= ACTION ITEM =
According to the news report on Dirty Sock Syndrome, what is believed to cause the smell?

= DOCUMENT EXCERPT =
--------------------
CAMDEN COUNTY, N.C. (WAVY) — Dirty Sock Syndrome is an HVAC industry term describing the smell put out when a system’s heating mode is turned to AC, producing foul smells.
A Camden County, North Carolina, family called 10 On Your Side about their experience with it.
Sharon Felton, her husband and their parrots have lived with Dirty Sock Syndrome for about five years.
The smell is believed caused by the buildup of mold and bacteria in the evaporator coil inside the heat pump.
10 On Your Side was there when the fourth evaporator coil in five years was delivered to the Felton home. That coil transfers or removes heat from the air that makes it cool. When the heat mixes with dust and moisture, that can create the nasty smells likened to dirty socks.
“It is unreal, and if you have ever smelled it you would know it is that bad,” Sharon Felton said.
The smell is as bad as stinking dirty socks coming from Felton’s heat pump when switching from heat mode to defrost to AC.
“I just broke down in tears. I had to hand the phone to him [pointing to her husband], I was so upset about this, and I am so over this, and worrying about our health, worry about what our parrots are breathing in.”
The Feltons called 10 On Your Side and mold remediation expert Harry Cannon to the home.
“We have found if we don’t pay attention to the HVAC system, then the contaminated air continuously circulates,” Cannon told us before setting up air sample tests.
Also there was George & Co. service technician Jeff Wines, who has had Dirty Sock Syndrome in his own home.
He was bringing into the Felton home the fourth evaporator coil in about five years.
“It is an epoxy coated on the coil, and essentially it prevents the mold and the bacteria, the mildew whatever they’ve determined causes Dirty Sock, it is suppose to prevent this.”
The problem is none of the new coils have solved the problem.
“It is embarrassing. We show up to a house, and they have this smell. I can start by cleaning the coils. Maybe it is something on the coil,” Wines adds.
Wines and his crew also installed a UV light that cuts down the mold inside the air handler, which Felton says has helped, but the problem has gone on too long.
“It is very frustrating to have a problem, a known problem, and not be offered solid information on how to prevent it,” Wines said.
10 On Your Side wanted to smell dirty socks in the air, so they turned on the heat, switched to AC and we waited, and waited, but the circumstances weren’t right to have the Dirty Sock Syndrome in the air.
Wines added, “the customer here is experiencing the dirty sock smell, and no one can explain why.”
According to industry research, the mold and bacteria that apparently help create the smell are not deadly.
However, if you have allergies, or asthma, that can complicate your reaction to the Dirty Sock Syndrome.
--------------------
= Data for grounding objects from natural language =
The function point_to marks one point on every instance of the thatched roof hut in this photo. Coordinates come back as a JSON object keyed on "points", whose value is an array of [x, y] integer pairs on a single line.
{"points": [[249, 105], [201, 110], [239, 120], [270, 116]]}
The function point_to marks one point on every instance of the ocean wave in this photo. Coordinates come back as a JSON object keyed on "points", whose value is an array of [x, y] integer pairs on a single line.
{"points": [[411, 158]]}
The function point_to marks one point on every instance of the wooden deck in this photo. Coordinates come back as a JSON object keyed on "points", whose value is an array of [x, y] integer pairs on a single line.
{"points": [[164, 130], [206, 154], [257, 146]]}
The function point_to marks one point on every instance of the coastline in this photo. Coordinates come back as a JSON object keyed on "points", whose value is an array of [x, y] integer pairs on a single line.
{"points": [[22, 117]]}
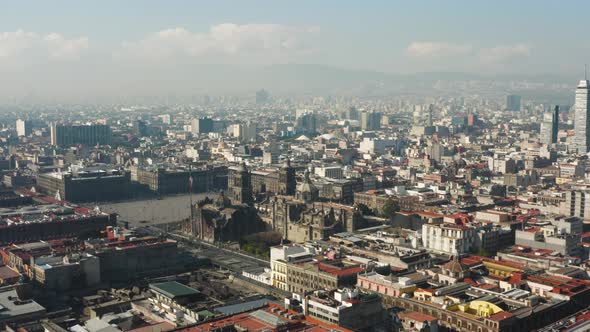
--------------------
= EXPECTED OUTPUT =
The buildup of mold and bacteria in the evaporator coil inside the heat pump.